*CONSIGNA A:*
Indica si cada afirmación concuerda con el texto sobre el síndrome de Peter Pan. Responde sí o no y cita las palabras exactas del texto que lo deciden. (i) El término «síndrome de Peter Pan» lo acuñó el doctor Dan Kiley. (ii) La autora del pequeño artículo dirigía su argumento expresamente contra las generaciones jóvenes. (iii) La edad de contraer matrimonio se iba adelantando.
*CONSIGNA B:*
Según el texto sobre el síndrome de Peter Pan, ¿en qué universidad es profesor Javier Martínez Cortés?

[vc_row][vc_column][vc_column_text]Pie Autor:
Javier Martínez Cortés es profesor en la Universidad «CEU-San Pablo» y en el Instituto Superior de Pastoral (Madrid).
Síntesis del Artículo:
Todos, pero particularmente los jóvenes, estamos expuestos al «síndrome de Peter Pan» en una sociedad «sin padre», con familias donde los genitores no siempre se atreven a ser padres y con una Iglesia en la que el esfuerzo por acercarse a los hombres y mujeres de nuestro tiempo no parece haber rendido sus frutos. Tras analizar todos estos aspectos, el autor concluye con la propuesta de diversos pautas concretas para recuperar las funciones educativas de la sociedad, la familia y la religión.
Introducción: En el país de Nunca Jamás
Este era el título del pequeño artículo que di a leer a mis alumnos. La autora se refería a la fábula de Peter Pan. La Isla de Nunca Jamás era el «hogar» de Peter Pan. Un lugar «acogedor» donde nadie crece y todos permanecen niños para siempre. «No quiero ser mayor jamás; quiero ser siempre niño y divertirme» afirma Peter. Basándose en este relato, el doctor Dan Kiley acuñó el término de «síndrome de Peter Pan» para definir un tipo psicológico humano, que tiene miedo a crecer y se instala en la inmadurez.
La alusión a la sociedad actual la desarrollaba la autora cargando ligeramente el acento sobre la generalidad de los jóvenes de hoy. Apoyaba su argumento en datos significativos. Un porcentaje elevadísimo de jóvenes, entre los 18 y los 29 años, convivía con sus padres. La edad de contraer matrimonio se desplazaba progresivamente hacia el polo de los 30 años. Consecuentemente la edad de la responsabilidad paterna también se retrasaba. Y la natalidad descendía hacia tasas inéditas en la demografía española e incluso europea.
La autora no dirigía su argumento expresamente contra las generaciones jóvenes. Inculpaba más bien a la sociedad que dificultaba la asunción juvenil de responsabilidades. Pero los jóvenes aceptaban con gusto una situación que les instalaba en la inmadurez.

Entradas guardadas:

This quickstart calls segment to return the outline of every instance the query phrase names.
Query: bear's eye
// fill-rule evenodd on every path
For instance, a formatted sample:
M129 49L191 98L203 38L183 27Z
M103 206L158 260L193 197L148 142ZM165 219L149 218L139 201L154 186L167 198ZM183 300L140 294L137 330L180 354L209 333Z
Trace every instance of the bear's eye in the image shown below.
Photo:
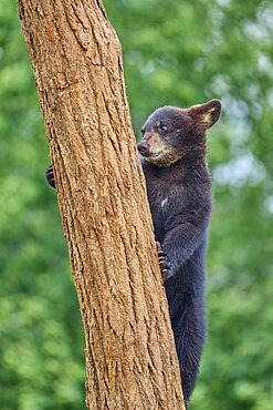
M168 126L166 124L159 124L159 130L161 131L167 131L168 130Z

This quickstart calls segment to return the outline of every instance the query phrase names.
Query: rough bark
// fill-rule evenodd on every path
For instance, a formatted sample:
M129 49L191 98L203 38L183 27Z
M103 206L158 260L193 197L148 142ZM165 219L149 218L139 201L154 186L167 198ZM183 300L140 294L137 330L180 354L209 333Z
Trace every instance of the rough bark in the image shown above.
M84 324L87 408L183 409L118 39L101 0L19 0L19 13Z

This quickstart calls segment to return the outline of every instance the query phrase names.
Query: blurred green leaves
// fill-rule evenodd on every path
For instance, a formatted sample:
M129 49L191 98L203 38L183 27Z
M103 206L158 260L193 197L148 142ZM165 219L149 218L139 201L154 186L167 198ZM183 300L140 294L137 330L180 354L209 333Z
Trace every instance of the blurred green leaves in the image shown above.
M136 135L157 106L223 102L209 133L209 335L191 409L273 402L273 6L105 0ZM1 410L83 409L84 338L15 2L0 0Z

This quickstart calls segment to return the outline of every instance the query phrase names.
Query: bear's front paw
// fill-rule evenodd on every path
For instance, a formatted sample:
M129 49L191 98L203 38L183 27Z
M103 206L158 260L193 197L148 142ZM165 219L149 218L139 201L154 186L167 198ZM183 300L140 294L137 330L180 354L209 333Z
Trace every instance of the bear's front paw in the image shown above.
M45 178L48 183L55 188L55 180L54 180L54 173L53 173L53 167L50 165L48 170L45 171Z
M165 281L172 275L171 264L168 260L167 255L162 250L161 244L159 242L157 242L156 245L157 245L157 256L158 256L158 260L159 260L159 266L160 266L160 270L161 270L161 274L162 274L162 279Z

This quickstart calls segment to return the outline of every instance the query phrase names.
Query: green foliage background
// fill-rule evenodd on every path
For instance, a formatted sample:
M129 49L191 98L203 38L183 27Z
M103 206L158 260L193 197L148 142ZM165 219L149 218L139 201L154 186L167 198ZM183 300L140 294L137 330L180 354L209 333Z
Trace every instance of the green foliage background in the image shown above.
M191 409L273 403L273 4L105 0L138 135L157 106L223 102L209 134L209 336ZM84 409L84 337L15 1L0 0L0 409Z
---
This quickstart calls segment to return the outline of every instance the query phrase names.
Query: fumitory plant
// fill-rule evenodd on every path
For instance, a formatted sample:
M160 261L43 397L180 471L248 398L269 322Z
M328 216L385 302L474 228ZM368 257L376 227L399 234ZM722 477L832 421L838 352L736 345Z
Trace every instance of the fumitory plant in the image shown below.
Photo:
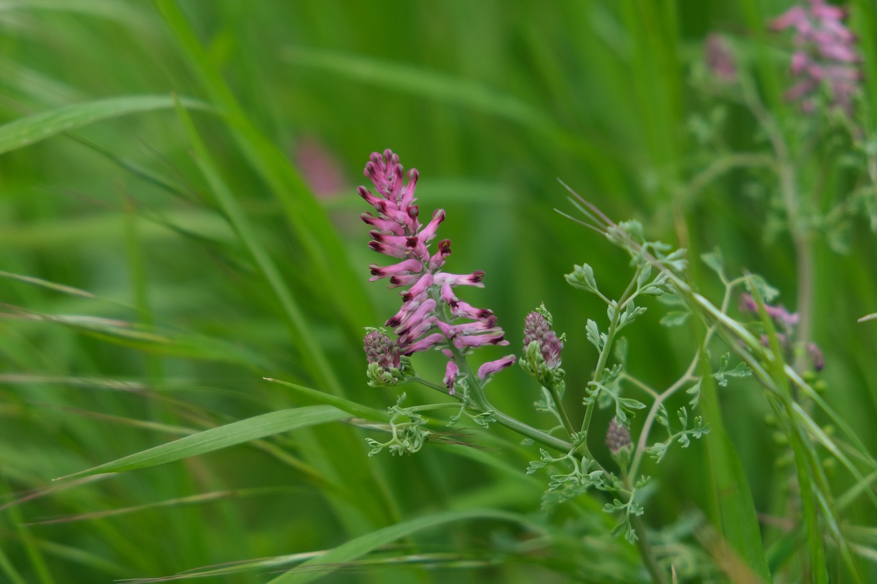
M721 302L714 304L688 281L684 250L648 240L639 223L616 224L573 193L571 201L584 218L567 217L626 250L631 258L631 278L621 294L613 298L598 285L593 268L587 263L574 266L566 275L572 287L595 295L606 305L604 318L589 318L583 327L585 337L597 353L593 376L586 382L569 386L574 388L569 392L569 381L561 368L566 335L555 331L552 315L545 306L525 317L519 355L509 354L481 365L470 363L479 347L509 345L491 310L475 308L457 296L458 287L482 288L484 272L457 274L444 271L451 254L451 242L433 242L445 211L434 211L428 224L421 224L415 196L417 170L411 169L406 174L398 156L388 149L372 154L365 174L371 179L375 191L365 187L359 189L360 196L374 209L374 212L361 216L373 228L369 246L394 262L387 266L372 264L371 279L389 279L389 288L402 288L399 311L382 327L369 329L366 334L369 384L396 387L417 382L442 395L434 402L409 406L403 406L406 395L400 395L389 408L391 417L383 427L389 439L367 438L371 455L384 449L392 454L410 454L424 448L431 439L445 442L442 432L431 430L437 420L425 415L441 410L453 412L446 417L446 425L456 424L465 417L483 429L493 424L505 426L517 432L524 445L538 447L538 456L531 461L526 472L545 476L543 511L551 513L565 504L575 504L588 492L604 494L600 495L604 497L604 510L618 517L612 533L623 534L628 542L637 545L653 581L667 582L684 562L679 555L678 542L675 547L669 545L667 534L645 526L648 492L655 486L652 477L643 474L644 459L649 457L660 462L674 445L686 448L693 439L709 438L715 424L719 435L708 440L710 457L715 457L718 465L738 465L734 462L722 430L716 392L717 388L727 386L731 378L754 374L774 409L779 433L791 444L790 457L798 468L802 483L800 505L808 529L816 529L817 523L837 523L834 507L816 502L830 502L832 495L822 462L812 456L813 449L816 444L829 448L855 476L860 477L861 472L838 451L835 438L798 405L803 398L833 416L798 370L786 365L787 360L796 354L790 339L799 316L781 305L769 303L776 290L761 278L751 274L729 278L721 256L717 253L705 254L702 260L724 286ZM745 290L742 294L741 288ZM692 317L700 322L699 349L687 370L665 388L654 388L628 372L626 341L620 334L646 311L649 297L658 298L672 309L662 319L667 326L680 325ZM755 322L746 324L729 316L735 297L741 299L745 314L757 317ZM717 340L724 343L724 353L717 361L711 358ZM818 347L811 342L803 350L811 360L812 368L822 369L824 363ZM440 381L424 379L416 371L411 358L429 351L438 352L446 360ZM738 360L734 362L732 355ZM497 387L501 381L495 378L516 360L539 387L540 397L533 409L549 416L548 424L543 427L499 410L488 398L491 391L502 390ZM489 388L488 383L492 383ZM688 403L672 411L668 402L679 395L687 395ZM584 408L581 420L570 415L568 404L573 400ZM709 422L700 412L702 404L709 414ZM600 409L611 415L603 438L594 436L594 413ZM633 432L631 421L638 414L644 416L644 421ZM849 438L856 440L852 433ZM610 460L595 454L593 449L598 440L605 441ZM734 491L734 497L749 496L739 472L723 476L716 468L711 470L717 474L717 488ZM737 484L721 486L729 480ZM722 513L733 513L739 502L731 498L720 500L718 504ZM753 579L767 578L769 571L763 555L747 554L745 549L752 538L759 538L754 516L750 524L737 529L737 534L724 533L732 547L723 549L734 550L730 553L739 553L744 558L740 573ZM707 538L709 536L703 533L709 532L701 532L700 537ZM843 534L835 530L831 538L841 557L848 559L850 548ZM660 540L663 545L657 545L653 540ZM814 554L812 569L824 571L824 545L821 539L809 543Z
* * *
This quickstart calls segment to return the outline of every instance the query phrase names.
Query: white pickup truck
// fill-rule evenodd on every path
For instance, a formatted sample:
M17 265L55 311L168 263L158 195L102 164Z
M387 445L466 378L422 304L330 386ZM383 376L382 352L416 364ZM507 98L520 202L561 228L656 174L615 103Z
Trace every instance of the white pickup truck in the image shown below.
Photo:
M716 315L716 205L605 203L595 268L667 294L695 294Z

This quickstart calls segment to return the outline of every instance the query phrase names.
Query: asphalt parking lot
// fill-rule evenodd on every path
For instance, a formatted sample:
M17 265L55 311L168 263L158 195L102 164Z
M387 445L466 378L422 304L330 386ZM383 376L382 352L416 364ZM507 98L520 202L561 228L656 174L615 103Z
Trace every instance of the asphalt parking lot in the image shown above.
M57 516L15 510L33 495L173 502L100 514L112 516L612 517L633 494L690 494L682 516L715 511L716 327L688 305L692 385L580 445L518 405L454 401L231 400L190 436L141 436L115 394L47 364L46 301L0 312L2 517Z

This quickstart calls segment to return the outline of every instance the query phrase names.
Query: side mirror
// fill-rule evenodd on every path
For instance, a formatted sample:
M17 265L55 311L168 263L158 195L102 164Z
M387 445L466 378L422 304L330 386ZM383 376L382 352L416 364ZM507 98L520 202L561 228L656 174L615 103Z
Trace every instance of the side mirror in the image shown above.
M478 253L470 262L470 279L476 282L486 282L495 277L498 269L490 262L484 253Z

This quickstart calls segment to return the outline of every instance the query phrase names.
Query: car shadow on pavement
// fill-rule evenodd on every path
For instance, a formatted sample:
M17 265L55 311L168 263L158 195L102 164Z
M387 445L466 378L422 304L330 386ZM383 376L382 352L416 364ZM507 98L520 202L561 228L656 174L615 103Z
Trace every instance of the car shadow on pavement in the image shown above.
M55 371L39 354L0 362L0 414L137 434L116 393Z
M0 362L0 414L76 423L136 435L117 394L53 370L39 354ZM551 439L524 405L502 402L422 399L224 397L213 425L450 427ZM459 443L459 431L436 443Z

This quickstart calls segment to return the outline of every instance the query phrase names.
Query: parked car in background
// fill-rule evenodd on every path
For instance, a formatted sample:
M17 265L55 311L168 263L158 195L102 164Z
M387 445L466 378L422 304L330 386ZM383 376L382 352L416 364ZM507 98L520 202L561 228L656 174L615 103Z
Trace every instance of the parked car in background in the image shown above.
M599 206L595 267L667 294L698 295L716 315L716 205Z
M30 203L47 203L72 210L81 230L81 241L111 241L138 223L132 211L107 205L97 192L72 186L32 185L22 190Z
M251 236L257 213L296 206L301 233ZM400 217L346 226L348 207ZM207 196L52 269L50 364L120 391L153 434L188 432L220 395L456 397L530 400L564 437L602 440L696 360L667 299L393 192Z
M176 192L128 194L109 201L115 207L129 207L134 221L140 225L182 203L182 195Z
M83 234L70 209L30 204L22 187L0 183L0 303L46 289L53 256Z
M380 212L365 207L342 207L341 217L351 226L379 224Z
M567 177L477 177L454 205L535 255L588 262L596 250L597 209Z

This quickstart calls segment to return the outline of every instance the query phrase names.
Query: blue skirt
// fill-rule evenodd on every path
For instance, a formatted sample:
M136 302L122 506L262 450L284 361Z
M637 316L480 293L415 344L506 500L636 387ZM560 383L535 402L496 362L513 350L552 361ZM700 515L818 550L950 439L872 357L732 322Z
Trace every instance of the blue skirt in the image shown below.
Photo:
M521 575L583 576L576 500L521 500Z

*SOLUCIÓN DESARROLLADA A:*
(i) Sí: "el doctor Dan Kiley acuñó el término de «síndrome de Peter Pan»".
(ii) No: "La autora no dirigía su argumento expresamente contra las generaciones jóvenes."
(iii) No: "La edad de contraer matrimonio se desplazaba progresivamente hacia el polo de los 30 años."

*SOLUCIÓN DESARROLLADA B:*
En la Universidad «CEU-San Pablo».